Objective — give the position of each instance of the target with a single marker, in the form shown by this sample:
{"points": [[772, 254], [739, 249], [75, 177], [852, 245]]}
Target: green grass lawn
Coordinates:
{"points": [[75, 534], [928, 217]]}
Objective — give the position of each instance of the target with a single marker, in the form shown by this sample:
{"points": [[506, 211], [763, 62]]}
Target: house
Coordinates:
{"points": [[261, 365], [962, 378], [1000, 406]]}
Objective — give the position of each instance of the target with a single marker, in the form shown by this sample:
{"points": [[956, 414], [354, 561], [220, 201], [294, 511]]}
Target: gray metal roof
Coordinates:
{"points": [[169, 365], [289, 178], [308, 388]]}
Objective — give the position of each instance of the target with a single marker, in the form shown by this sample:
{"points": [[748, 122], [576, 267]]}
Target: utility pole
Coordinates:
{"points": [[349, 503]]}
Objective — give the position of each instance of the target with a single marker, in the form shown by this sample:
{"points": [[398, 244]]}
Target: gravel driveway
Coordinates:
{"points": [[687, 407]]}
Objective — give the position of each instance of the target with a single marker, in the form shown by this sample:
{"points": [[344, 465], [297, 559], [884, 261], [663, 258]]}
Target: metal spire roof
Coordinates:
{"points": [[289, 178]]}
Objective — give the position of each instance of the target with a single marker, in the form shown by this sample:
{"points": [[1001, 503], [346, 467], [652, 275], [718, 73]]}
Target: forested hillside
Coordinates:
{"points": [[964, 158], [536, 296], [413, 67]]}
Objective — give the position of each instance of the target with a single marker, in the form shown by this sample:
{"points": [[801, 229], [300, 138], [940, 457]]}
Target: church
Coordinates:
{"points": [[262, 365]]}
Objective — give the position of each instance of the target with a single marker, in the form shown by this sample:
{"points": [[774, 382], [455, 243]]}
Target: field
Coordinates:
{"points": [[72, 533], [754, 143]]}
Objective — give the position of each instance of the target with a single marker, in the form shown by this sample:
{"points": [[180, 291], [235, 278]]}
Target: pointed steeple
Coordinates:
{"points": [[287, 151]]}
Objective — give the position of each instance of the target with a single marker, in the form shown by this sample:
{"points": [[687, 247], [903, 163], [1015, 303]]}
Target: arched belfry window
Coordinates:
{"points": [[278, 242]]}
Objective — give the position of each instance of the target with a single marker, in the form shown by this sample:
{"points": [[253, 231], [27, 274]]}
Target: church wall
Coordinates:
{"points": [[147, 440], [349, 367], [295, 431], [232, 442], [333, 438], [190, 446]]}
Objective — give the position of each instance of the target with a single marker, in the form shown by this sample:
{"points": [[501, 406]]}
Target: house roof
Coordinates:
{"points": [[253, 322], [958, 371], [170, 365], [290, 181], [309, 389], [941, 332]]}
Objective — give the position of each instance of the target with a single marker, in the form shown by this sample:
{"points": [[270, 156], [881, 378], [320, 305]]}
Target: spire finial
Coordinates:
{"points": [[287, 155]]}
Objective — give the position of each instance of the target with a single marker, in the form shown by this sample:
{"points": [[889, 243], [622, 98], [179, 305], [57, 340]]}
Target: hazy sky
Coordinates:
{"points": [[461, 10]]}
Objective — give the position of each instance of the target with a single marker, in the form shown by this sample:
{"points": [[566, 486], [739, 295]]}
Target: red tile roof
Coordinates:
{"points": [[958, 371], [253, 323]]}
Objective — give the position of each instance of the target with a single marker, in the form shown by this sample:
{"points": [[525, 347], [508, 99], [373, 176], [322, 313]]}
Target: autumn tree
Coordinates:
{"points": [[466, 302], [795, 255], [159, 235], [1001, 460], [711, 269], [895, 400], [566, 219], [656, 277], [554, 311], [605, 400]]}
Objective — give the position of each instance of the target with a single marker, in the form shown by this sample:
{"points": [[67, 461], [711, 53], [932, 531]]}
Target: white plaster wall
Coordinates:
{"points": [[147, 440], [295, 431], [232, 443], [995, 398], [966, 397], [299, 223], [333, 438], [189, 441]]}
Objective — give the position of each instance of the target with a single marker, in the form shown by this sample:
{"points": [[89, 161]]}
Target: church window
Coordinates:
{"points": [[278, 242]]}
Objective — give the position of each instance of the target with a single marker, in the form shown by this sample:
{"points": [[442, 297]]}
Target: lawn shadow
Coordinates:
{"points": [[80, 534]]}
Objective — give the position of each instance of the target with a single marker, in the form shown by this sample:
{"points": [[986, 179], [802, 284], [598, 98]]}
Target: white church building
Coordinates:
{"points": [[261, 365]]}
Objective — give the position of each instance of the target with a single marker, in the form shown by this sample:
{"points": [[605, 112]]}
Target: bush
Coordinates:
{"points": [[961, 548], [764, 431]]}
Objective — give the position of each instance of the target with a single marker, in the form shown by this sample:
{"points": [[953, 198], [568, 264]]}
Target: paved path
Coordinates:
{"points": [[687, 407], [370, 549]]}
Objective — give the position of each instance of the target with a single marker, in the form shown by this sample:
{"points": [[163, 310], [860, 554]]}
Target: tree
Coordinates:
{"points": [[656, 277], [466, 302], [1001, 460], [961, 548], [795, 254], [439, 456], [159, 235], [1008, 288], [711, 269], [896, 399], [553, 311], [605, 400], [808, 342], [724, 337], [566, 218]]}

Problem to work on:
Each line of the material above needs to be quoted exactly, please.

Reply:
Objective — give the position of each instance of the target with a single marker, in the form shown by this sample:
{"points": [[772, 254], [739, 249], [75, 177], [852, 245]]}
Target: green grass lawn
Coordinates:
{"points": [[75, 534], [928, 217]]}
Objective — give the position of each instance of the target with a single marker, in the form shown by this sample:
{"points": [[506, 211], [763, 62]]}
Target: house
Coordinates:
{"points": [[261, 365], [962, 378], [1000, 406]]}
Objective — give the position of each instance of the target with a single marker, in the form shown by this sample:
{"points": [[956, 414], [354, 561], [220, 201], [294, 511]]}
Target: gray metal roof
Coordinates:
{"points": [[169, 365], [289, 178], [308, 388]]}
Objective — give the position of each instance of the target with a single marker, in the form shown by this sample:
{"points": [[748, 122], [576, 267]]}
Target: utility pole
Coordinates:
{"points": [[349, 503]]}
Objective — give the position of each instance of the target with a single marker, in the form shown by this sample:
{"points": [[398, 244]]}
Target: gravel driveway
Coordinates:
{"points": [[687, 407]]}
Objective — give the position of each instance of the target with a single marker, in the form shown by this sample:
{"points": [[344, 465], [297, 559], [884, 261], [663, 258]]}
Target: metal spire roof
Coordinates:
{"points": [[289, 178]]}
Objective — give the position of each instance of the target with a single marker, in the form shown by this sample:
{"points": [[1001, 503], [346, 467], [652, 275], [718, 73]]}
Target: forested hillside
Coordinates:
{"points": [[964, 158], [536, 296], [413, 67]]}
Objective — give the position of each instance of the target with a single marker, in the form shown by this sample:
{"points": [[801, 229], [300, 138], [940, 457]]}
Target: church
Coordinates:
{"points": [[262, 365]]}
Objective — give the position of each instance of the target with a single marker, in the form shown by this sample:
{"points": [[774, 382], [455, 243]]}
Target: field
Coordinates:
{"points": [[72, 533], [754, 143]]}
Objective — give the position of each instance of the target with a single marker, in the form shown by this sample:
{"points": [[180, 291], [235, 278]]}
Target: pointed steeple
Coordinates:
{"points": [[287, 151]]}
Objective — give the position of each instance of the target with a single marker, in the form shown by this sample:
{"points": [[687, 247], [903, 163], [1015, 303]]}
Target: arched belfry window
Coordinates:
{"points": [[278, 242]]}
Objective — give the position of each instance of the target with a single marker, in the form shown by this sample:
{"points": [[253, 231], [27, 274]]}
Target: church wall
Coordinates:
{"points": [[147, 440], [349, 367], [295, 431], [232, 442], [333, 438], [190, 446]]}
Objective — give the position of each instance of the target with a single marker, in the form shown by this sample:
{"points": [[501, 406]]}
Target: house roof
Coordinates:
{"points": [[253, 322], [958, 371], [170, 365], [290, 181], [309, 389], [941, 332]]}
Objective — give the position of each instance of the target with a single marker, in the form shown by this sample:
{"points": [[270, 156], [881, 378], [320, 305]]}
Target: spire finial
Coordinates:
{"points": [[287, 155]]}
Objective — give the position of each instance of the target with a single marker, in the form shown by this sample:
{"points": [[889, 243], [622, 98], [179, 305], [57, 340]]}
Target: hazy sky
Coordinates:
{"points": [[461, 10]]}
Objective — give the position of each instance of the target with a single marker, in the form shown by this sample:
{"points": [[566, 486], [739, 295]]}
Target: red tile roof
Coordinates:
{"points": [[958, 371], [253, 323]]}
Objective — give the position of each instance of the target with a single marker, in the form shown by this sample:
{"points": [[525, 347], [508, 99], [373, 176], [322, 313]]}
Target: autumn tree
Coordinates:
{"points": [[466, 302], [795, 255], [159, 235], [1001, 460], [711, 269], [895, 400], [566, 219], [656, 277], [554, 311], [605, 400]]}
Objective — give the position of each instance of the target with a single marker, in the form shown by this sample:
{"points": [[67, 461], [711, 53], [932, 531]]}
Target: white plaster wall
Coordinates:
{"points": [[147, 440], [295, 431], [232, 443], [995, 398], [966, 397], [299, 223], [333, 438], [189, 441]]}
Objective — give the position of each instance of the target with a single marker, in the form shown by this sample:
{"points": [[89, 161]]}
Target: church window
Coordinates:
{"points": [[278, 242]]}
Objective — give the position of each instance of the target with a single marker, in the form shown by this sample:
{"points": [[442, 297]]}
Target: lawn shadow
Coordinates:
{"points": [[80, 534]]}
Objective — give the position of each instance of the target with a single marker, in the form shown by this sample:
{"points": [[986, 179], [802, 284], [598, 98]]}
Target: white church building
Coordinates:
{"points": [[261, 365]]}
Objective — give the position of each instance of the target with a single marker, in the form shown by this sample:
{"points": [[605, 112]]}
Target: bush
Coordinates:
{"points": [[961, 548], [764, 431]]}
Objective — give the position of each instance of the target with a single marker, in the form shown by this sample:
{"points": [[953, 198], [568, 264]]}
Target: paved path
Coordinates:
{"points": [[687, 407], [370, 549]]}
Objective — give the position of each instance of the target with a single marker, in the form shown by this sample:
{"points": [[163, 310], [860, 554]]}
Target: tree
Coordinates:
{"points": [[656, 277], [466, 302], [1001, 460], [961, 548], [795, 254], [439, 456], [159, 235], [1008, 288], [711, 269], [896, 399], [553, 311], [605, 400], [808, 342], [724, 337], [566, 218]]}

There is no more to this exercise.